§ **Work instruction**:
Show every line in the entries below where the word "front" appears.

[[ The data open ]]

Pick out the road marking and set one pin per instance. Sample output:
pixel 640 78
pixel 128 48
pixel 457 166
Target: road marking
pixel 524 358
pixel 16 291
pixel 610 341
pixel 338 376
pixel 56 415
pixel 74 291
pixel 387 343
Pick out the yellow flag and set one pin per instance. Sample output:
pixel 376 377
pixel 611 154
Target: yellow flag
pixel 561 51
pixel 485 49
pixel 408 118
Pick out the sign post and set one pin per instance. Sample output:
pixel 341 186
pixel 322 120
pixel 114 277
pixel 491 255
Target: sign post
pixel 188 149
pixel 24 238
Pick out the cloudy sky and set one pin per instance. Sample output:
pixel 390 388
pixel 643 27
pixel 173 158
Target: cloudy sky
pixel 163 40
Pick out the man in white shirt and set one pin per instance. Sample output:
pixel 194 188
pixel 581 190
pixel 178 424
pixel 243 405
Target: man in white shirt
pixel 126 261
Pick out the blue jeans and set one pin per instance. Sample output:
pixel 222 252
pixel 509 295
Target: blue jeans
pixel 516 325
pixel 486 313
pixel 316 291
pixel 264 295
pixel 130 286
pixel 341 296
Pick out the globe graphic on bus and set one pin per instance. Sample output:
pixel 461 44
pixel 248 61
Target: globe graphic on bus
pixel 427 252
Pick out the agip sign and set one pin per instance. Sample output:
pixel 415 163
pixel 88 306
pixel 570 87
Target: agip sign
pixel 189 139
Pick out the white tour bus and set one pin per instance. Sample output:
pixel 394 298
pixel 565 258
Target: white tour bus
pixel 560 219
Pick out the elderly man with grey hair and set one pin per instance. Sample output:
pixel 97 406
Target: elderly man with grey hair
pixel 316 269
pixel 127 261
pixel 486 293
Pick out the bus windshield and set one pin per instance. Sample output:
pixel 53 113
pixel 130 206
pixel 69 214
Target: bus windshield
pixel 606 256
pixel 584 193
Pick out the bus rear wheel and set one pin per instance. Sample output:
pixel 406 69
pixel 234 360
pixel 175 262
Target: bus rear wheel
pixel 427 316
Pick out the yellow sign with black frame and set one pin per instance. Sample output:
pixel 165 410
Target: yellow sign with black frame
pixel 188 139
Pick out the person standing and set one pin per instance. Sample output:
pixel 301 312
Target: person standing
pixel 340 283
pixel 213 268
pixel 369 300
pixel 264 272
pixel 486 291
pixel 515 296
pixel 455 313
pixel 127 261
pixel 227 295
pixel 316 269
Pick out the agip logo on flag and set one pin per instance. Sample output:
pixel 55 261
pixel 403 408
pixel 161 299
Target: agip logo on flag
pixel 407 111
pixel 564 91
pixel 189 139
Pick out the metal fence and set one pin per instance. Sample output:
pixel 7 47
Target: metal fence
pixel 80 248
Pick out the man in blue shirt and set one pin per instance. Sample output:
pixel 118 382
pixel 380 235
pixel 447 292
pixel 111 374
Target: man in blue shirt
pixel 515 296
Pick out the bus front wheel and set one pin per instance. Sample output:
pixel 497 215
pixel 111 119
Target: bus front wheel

[[ The data closed ]]

§ **Problem solution**:
Pick out the bus front wheel and set one pin per instance. Sample output:
Target: bus front wheel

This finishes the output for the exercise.